++++ Data provided
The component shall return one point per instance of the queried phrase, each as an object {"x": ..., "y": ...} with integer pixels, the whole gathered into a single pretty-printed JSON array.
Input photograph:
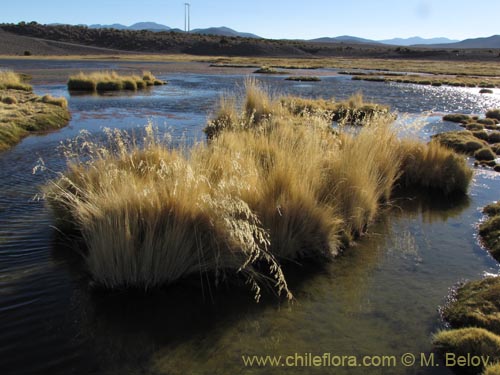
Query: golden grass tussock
[
  {"x": 10, "y": 80},
  {"x": 22, "y": 112},
  {"x": 267, "y": 187},
  {"x": 434, "y": 167},
  {"x": 111, "y": 81},
  {"x": 475, "y": 304},
  {"x": 469, "y": 341}
]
++++++++
- Work instructions
Output the entries above exactly as given, but strip out the pictures.

- Reply to the exercise
The component shall return one point per instance of the queried phrase, each as an object {"x": ..., "y": ...} with integer pixels, the whole gathered into a single pretty-printed JSON array.
Input photograph:
Query: golden grass tussock
[
  {"x": 10, "y": 80},
  {"x": 22, "y": 112},
  {"x": 267, "y": 187},
  {"x": 434, "y": 167},
  {"x": 111, "y": 81},
  {"x": 475, "y": 304},
  {"x": 469, "y": 341}
]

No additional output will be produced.